Your objective: Where the records below reach the line containing "target | dark jeans", start transcribing, and end with the line containing "target | multicolored knit hat", exactly and with nothing else added.

··········

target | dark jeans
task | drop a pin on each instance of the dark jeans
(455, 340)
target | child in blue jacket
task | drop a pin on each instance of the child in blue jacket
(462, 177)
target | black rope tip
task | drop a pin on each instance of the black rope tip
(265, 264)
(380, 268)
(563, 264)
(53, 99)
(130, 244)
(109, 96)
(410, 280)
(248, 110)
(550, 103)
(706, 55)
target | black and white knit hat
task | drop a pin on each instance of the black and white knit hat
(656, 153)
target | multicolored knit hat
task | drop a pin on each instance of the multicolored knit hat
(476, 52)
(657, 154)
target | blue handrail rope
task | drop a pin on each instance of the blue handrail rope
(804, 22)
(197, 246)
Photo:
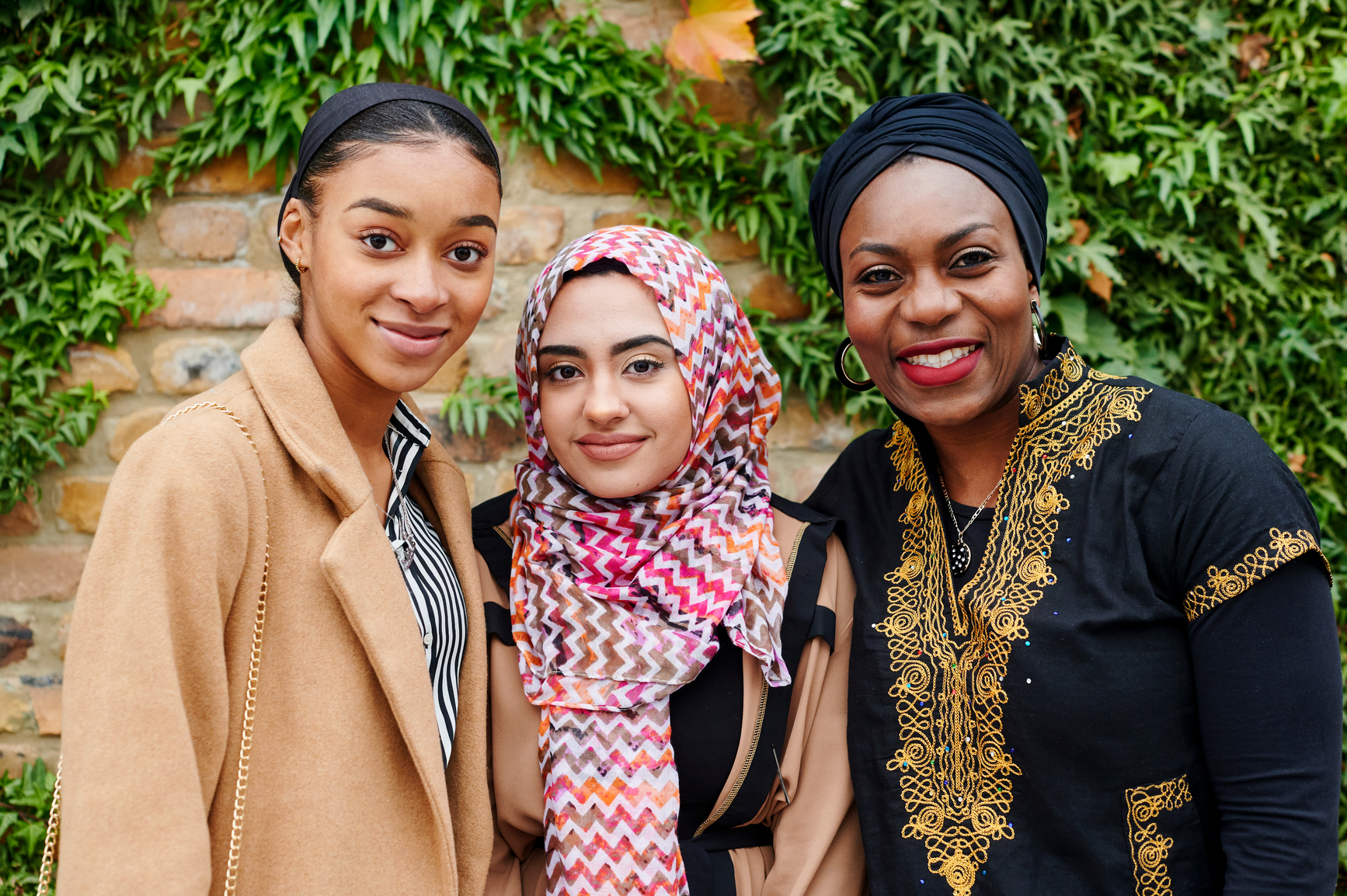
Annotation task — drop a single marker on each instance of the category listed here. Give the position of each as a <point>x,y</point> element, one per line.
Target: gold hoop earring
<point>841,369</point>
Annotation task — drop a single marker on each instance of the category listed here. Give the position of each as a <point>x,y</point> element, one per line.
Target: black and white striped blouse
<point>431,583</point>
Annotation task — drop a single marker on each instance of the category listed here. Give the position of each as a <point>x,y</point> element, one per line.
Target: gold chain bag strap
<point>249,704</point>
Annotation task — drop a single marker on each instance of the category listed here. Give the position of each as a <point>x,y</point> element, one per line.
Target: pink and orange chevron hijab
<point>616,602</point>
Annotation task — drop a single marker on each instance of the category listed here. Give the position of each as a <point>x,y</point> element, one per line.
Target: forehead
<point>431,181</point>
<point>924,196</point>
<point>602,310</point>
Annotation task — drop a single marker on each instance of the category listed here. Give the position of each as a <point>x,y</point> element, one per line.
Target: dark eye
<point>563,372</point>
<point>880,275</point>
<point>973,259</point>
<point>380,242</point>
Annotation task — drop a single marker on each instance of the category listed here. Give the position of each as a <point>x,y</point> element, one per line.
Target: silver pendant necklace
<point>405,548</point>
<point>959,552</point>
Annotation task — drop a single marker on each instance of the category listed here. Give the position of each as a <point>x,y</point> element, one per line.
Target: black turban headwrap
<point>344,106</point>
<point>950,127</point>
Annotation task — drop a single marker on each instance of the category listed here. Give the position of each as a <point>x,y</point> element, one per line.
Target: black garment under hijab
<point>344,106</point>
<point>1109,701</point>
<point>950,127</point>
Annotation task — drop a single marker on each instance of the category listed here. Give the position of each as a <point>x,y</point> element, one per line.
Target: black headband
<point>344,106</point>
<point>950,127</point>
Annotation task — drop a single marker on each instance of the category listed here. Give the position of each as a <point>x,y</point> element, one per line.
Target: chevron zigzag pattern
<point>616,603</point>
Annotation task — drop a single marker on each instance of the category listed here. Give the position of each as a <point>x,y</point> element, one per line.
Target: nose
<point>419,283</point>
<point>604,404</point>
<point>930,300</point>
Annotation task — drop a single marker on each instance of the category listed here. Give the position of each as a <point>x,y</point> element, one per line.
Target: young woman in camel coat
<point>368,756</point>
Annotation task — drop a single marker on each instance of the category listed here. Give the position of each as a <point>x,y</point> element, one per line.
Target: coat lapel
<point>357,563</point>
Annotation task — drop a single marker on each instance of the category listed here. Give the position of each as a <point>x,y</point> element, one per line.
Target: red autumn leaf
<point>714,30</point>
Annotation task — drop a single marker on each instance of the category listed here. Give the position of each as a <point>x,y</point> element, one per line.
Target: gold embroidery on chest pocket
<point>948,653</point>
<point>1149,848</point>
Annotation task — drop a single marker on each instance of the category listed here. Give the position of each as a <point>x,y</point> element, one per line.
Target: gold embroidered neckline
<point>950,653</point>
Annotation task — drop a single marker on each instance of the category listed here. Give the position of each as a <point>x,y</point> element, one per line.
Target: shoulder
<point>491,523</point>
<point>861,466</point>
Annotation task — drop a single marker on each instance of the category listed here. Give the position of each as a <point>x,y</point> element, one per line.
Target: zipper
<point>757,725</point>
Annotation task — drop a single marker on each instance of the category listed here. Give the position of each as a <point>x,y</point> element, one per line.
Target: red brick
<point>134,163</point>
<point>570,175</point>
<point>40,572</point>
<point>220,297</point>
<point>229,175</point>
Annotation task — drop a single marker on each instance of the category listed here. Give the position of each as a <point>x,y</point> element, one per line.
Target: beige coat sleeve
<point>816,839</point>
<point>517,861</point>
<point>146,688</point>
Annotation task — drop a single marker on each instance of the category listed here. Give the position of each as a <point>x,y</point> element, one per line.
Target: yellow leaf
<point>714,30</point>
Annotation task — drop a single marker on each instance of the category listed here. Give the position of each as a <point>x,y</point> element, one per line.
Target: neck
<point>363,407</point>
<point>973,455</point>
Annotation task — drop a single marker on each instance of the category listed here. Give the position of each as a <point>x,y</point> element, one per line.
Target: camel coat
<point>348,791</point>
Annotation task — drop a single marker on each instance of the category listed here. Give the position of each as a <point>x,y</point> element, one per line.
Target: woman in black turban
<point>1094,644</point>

··········

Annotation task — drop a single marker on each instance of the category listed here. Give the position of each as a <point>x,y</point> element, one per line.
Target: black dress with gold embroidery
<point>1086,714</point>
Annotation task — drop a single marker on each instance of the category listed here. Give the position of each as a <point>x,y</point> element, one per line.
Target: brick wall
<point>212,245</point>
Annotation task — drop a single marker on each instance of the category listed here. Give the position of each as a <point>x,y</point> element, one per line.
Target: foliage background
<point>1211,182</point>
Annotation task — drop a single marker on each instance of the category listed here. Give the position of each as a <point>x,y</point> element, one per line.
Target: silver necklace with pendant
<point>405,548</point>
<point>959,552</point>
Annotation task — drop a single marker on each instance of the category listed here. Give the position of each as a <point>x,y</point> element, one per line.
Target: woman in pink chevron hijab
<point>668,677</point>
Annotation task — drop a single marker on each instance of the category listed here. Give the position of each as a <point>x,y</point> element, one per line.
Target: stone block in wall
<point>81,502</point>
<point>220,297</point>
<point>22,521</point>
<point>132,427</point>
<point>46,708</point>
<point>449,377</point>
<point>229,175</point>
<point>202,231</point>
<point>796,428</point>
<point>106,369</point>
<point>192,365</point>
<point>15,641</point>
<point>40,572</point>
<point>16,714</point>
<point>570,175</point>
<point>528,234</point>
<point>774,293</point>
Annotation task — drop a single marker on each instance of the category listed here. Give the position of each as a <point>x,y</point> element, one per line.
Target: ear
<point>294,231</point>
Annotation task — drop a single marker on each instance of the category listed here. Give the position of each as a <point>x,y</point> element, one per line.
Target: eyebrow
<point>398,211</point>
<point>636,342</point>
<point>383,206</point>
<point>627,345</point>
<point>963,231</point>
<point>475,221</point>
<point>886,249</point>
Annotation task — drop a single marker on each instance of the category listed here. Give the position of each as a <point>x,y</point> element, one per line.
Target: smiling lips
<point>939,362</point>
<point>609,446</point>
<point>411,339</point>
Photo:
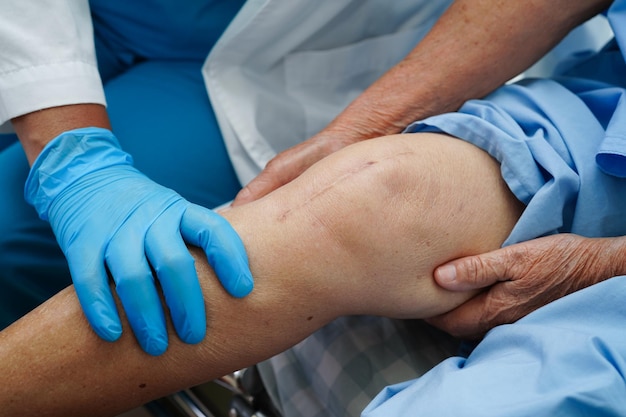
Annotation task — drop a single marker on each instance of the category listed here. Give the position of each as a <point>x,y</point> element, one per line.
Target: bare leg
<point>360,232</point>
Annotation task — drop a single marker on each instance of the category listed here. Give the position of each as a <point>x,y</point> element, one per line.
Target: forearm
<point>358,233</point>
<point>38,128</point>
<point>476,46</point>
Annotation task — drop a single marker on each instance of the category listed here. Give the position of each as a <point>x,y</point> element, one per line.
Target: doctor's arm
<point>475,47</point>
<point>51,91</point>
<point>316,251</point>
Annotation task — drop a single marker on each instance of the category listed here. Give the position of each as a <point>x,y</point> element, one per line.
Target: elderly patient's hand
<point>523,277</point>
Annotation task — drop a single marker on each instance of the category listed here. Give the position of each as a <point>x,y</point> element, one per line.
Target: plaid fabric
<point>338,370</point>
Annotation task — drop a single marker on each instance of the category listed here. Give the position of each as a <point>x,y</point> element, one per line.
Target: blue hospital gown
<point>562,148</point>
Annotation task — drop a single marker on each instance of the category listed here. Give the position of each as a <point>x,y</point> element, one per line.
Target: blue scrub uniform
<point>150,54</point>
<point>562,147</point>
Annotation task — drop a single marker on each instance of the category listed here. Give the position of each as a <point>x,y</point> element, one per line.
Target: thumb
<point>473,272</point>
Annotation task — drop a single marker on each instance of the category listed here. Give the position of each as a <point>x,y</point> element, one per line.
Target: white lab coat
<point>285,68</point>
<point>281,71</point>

··········

Result of the exercise:
target | dark jeans
task | drop a pin on each instance of the dark jeans
(455, 340)
target | child in blue jacket
task | drop a pin on each instance of the child in blue jacket
(462, 177)
target | black rope tip
task | drop a pin on each instance of the black rope tip
(265, 264)
(380, 268)
(563, 264)
(53, 99)
(130, 244)
(109, 96)
(410, 280)
(248, 110)
(550, 103)
(706, 55)
target | black and white knit hat
task | drop a pin on each instance of the black and white knit hat
(656, 153)
target | multicolored knit hat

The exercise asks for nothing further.